Betrouwbare kennis over psychische problemen bij kinderen en jongeren

Zoeken
Generic filters
Exact matches only

Prevalentie

Niemand kent de prevalentie van het delier bij kinderen in de thuissituatie. Er zijn helaas ook geen betrouwbare, wetenschappelijk goed onderbouwde cijfers bekend over de prevalentie van delier bij opgenomen kinderen. Schieveld en collega’s (2007) vonden een leeftijdsgebonden cumulatieve incidentie op de PICU (Pediatrische Intensive Care Unit) in Maastricht van 3% bij 0-3 jarigen, oplopend tot 19% bij 15-17 jarigen, met als gemiddelde een incidentie van 5% (Schieveld e.a., 2007). Recenter onderzoek van Traube en collega’s (2017) toonde zelfs een prevalentie van 25% in hun onderzoek naar de betrouwbaarheid van de Cornell Assessment of Pediatric Delirium (CAP-D) (Traube e.a., 2017) en zelfs 53% bij kinderen jonger dan 2 jaar als gebruik gemaakt werd van een instrument specifiek ontwikkeld voor hele jonge kinderen (P-CAM, Smith 2016). Al deze prevalenties zijn van kinderen opgenomen op een IC (PICU).

» Gegevens voor puntlokalisatie in afbeeldingen:
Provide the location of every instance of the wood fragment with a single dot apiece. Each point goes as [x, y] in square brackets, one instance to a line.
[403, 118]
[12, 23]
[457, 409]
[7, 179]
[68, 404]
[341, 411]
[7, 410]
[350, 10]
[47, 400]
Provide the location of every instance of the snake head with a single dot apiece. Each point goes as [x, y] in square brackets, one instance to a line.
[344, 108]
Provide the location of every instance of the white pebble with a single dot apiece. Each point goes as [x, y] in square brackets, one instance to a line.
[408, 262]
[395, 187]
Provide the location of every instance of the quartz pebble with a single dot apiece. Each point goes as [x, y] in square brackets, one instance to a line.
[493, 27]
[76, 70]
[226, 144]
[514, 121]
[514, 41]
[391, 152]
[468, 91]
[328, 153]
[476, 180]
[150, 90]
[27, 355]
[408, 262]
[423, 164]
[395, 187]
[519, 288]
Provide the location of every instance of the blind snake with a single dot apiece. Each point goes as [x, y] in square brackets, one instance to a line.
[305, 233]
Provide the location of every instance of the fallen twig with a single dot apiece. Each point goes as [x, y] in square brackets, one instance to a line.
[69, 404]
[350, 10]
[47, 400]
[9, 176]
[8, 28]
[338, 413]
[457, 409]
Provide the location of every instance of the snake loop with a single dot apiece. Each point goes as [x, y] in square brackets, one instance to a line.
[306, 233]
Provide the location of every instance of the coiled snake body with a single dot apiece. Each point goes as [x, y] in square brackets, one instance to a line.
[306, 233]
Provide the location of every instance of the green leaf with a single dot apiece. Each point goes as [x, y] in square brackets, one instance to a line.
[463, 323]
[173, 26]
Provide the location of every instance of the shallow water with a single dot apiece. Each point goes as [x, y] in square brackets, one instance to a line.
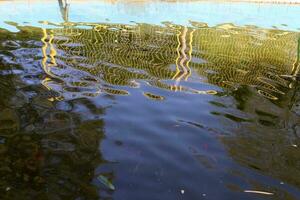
[140, 110]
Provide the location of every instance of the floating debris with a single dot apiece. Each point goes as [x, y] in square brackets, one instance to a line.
[258, 192]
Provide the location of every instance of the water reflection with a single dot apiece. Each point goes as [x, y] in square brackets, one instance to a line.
[102, 57]
[48, 149]
[51, 128]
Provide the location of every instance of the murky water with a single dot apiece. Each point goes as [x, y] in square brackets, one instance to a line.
[141, 110]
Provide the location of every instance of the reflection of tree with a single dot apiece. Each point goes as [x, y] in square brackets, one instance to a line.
[226, 55]
[47, 150]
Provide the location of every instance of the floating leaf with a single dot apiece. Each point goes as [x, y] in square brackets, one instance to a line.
[106, 182]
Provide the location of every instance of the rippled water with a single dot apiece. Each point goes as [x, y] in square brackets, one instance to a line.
[148, 111]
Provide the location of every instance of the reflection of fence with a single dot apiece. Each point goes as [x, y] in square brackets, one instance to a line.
[64, 9]
[225, 55]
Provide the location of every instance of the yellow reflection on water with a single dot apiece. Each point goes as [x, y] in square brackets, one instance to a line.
[97, 58]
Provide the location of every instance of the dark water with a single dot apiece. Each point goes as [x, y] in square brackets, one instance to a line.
[141, 111]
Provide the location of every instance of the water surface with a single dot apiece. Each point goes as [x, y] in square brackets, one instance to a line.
[115, 109]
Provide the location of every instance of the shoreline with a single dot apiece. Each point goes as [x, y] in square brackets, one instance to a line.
[295, 2]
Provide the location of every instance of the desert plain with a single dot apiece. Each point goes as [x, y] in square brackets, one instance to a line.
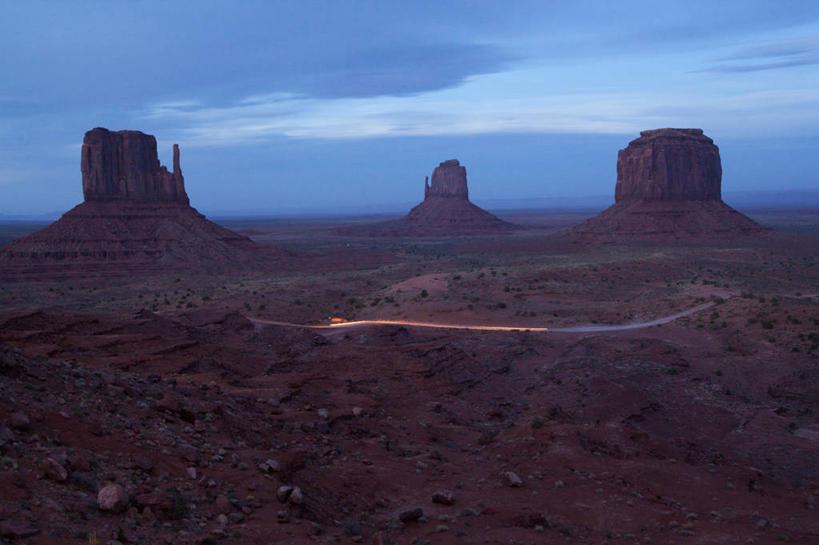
[222, 428]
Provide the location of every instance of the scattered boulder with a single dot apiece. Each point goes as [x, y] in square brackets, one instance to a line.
[112, 499]
[20, 421]
[296, 496]
[269, 466]
[54, 470]
[283, 493]
[512, 479]
[411, 515]
[444, 497]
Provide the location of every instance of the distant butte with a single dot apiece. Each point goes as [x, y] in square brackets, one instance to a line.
[669, 187]
[445, 211]
[135, 217]
[123, 166]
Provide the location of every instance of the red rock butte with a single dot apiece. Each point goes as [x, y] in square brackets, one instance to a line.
[669, 187]
[136, 218]
[124, 166]
[445, 211]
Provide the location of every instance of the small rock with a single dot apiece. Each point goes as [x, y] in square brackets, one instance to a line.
[411, 515]
[296, 496]
[54, 470]
[236, 518]
[512, 479]
[222, 505]
[444, 497]
[112, 498]
[144, 463]
[283, 493]
[20, 421]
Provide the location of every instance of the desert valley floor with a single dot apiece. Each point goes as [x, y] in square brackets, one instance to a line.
[223, 429]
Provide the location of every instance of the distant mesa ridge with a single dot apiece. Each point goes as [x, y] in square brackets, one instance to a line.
[135, 217]
[445, 211]
[669, 187]
[123, 165]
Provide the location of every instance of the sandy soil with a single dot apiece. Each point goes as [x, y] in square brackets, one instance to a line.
[703, 430]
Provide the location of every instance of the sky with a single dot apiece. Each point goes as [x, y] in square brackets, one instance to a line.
[315, 106]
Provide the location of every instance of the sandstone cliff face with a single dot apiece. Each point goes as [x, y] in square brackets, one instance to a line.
[448, 180]
[669, 165]
[668, 188]
[123, 165]
[135, 219]
[445, 211]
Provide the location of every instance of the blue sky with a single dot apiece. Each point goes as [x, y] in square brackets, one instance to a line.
[310, 106]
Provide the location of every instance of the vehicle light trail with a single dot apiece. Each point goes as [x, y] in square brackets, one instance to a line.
[480, 327]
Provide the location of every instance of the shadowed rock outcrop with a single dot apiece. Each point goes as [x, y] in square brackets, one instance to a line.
[124, 166]
[135, 218]
[445, 211]
[669, 187]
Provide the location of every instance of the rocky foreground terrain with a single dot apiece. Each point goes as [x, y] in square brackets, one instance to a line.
[153, 410]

» Over deze opdracht: Schrijf de tekst over de prevalentie van delier bij kinderen verder, aansluitend op de laatste zin.

» Verwachte uitvoer:
Waarschijnlijk worden er minder delieren gemeten dan er in werkelijkheid zijn, omdat een goed diagnostisch instrument ontbreekt. Daarnaast zal van de gemiste delieren een aanzienlijk deel vermoedelijk bestaan uit hypoactieve delieren, aangezien de symptomen hiervan minder opvallend en dus moeilijker te herkennen zijn. Vaak zullen zij anders geduid worden als bijvoorbeeld “slechts” een stressreactie of een depressie. Dit hypoactieve delier is hierdoor lastig om te behandelen en heeft vaker een slechte afloop (Schieveld & Strik, 2017). Op een PICU is een groot deel van de opgenomen kinderen onder de drie jaar oud. Bij deze groep patiënten en met name bij baby’s is het delier moeilijker te herkennen. Door het ontwikkelen van specifieke screeningsinstrumenten voor jonge kinderen, zijn prevalenties waarschijnlijk hoger geworden en komen waarschijnlijk meer in de buurt van de werkelijkheid. Daarbij dringt de vraag zich op wie van deze kinderen behandeld moeten worden en of dat bij alle kinderen met een delier nodig is (Traube e.a., 2017).